Task goal >> Omitting all images, set down every line below exactly as it appears.

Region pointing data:
━━━━━━━━━━━━━━━━━━━━

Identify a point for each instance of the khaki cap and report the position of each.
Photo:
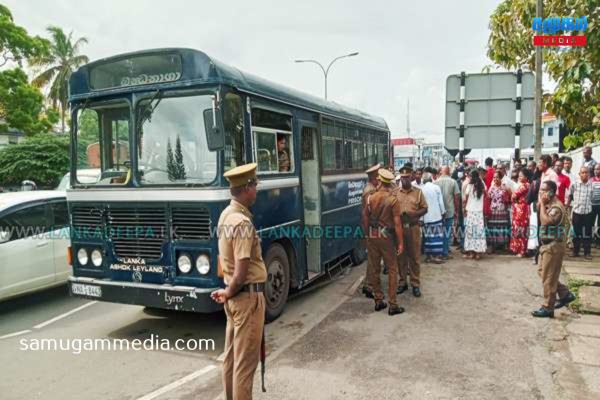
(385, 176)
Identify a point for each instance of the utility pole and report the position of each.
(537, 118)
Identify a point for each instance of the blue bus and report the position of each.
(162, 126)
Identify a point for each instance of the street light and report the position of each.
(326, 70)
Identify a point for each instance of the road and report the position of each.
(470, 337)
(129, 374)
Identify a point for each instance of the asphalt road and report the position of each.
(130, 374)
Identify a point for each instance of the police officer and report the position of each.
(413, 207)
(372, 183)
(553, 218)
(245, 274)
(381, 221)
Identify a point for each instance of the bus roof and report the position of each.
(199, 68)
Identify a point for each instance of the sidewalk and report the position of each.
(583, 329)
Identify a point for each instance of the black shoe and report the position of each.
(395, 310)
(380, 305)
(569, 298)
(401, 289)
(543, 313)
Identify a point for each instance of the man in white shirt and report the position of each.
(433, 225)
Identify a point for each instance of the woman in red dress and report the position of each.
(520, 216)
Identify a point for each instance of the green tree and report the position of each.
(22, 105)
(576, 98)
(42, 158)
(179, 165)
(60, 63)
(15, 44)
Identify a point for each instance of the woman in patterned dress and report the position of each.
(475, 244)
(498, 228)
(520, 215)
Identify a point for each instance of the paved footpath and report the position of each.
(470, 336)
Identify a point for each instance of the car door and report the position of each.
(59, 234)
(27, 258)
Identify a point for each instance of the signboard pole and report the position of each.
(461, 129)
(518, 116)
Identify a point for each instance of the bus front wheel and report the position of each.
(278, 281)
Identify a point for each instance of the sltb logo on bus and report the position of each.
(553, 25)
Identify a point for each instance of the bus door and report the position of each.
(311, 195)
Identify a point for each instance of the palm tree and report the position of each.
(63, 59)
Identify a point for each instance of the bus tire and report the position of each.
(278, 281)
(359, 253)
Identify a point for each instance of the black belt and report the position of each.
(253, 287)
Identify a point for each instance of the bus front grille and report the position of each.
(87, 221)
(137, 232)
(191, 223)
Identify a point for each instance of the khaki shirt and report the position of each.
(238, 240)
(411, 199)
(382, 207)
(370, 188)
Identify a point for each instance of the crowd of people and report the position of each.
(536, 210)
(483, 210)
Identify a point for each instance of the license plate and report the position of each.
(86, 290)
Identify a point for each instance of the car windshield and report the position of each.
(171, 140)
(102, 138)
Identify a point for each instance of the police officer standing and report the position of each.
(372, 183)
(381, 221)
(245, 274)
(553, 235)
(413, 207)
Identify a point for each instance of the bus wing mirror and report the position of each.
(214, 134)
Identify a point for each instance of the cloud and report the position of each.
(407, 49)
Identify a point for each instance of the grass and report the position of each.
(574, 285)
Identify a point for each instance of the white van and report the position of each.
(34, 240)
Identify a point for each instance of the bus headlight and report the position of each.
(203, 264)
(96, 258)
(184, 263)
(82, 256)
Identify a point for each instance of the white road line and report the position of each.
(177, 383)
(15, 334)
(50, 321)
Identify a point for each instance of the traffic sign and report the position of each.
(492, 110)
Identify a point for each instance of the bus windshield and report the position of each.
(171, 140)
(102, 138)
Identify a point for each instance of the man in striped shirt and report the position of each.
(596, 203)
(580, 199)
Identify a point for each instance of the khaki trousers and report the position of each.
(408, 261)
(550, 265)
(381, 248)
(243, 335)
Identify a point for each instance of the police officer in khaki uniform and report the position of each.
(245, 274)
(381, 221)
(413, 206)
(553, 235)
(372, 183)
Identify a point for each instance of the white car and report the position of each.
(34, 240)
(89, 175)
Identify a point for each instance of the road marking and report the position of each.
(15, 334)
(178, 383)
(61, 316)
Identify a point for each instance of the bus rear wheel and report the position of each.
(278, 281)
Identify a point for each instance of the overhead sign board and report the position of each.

━━━━━━━━━━━━━━━━━━━━

Result >>
Identify a point for each instance of the khaki cap and report the position of each.
Photo:
(385, 176)
Identify a point for each instance of the utility pole and report the position of each.
(537, 118)
Identify a point for each instance of the blue bus and report the position of each.
(162, 126)
Identify a point for each instance of the street light and report the position of each.
(326, 70)
Identify a point for each instance of the road and report the position of each.
(470, 337)
(129, 374)
Identify a point for each instance of the asphalt road and report the position of each.
(130, 374)
Identify a point for each instance of the police officer and report the position of each.
(413, 207)
(372, 183)
(553, 218)
(245, 274)
(381, 221)
Identify a point for each instance of the bus roof and report the position of each.
(199, 68)
Identify a point for each instance of the sidewalk and report the position of each.
(583, 329)
Identify a point for each instance of the black shoe and report the position of each.
(395, 310)
(380, 305)
(569, 298)
(401, 289)
(543, 313)
Identify a point for each instance of the man in white shirt and report the position of each.
(433, 225)
Identify a point for each instance of the woman in red dress and report the position of each.
(520, 216)
Identify a point for each instance of the green tree and report the position of each.
(22, 105)
(576, 98)
(42, 158)
(179, 165)
(60, 63)
(15, 44)
Identify a point for each instance of the woman in patterned dress and report the position of each.
(475, 244)
(498, 228)
(520, 215)
Identify a point for each instance of the paved footpath and report the position of each.
(470, 336)
Identify a point for each instance of the car door and report the position of each.
(59, 234)
(27, 258)
Identify a point for each instance of the signboard pole and report the position of each.
(461, 129)
(518, 116)
Identify a point for each instance of the bus front wheel and report the position of each.
(278, 281)
Identify a point for each instance of the sltb logo on bus and report the position of each.
(553, 25)
Identify a point for each instance of the bus door and report the position of each.
(311, 195)
Identify a point for each instance of the palm tree and report the position of each.
(63, 59)
Identify a point for each instance of the bus tire and report the position of each.
(278, 281)
(359, 253)
Identify a point for each instance of the black belt and report the position of each.
(253, 287)
Identify a point for each instance of the bus front grille and report the position of each.
(87, 221)
(137, 232)
(191, 223)
Identify a point for each instance of the khaki shirt and report the position of each.
(238, 240)
(411, 199)
(382, 207)
(370, 188)
Identify a point for each instance of the crowd of people and report the position of each.
(536, 210)
(483, 210)
Identify a point for each instance of the license plate and report the position of each.
(86, 290)
Identify a point for each instance of the car windshield and report the position of each.
(171, 140)
(102, 138)
Identify a point for each instance of the police officer standing and report the position of each.
(372, 183)
(381, 221)
(245, 274)
(553, 235)
(413, 207)
Identify a point for each instance of the bus wing mirror and report the position of each.
(214, 134)
Identify a point for each instance of the cloud and report the position of each.
(407, 49)
Identify a point for each instance of the grass and report the position of each.
(574, 285)
Identify a point for each instance of the white van and report the position of each.
(34, 240)
Identify a point for each instance of the bus headlight and report the position of each.
(203, 264)
(96, 258)
(184, 263)
(82, 256)
Identify a point for each instance of the white road line and report the position of each.
(177, 383)
(15, 334)
(50, 321)
Identify a point for each instance of the traffic sign and report the position of each.
(492, 110)
Identify a point for each instance of the bus windshield and report the position of each.
(171, 140)
(102, 138)
Identify a point for each instance of the man in striped shirt and report the position of each.
(596, 203)
(580, 199)
Identify a point for each instance of the khaki trousers and report the position of each.
(408, 261)
(550, 265)
(381, 248)
(243, 335)
Identify a point for each instance of the police officer in khaki uniform and report the position of each.
(245, 274)
(381, 221)
(413, 206)
(553, 235)
(372, 183)
Identify a point for each instance of the white car and report the position of each.
(34, 240)
(89, 175)
Identify a point for each instance of the road marking and report the position of each.
(15, 334)
(178, 383)
(61, 316)
Identify a point for each instance of the bus rear wheel and report the position of each.
(278, 281)
Identify a point for each instance of the overhead sign board and report the position of each.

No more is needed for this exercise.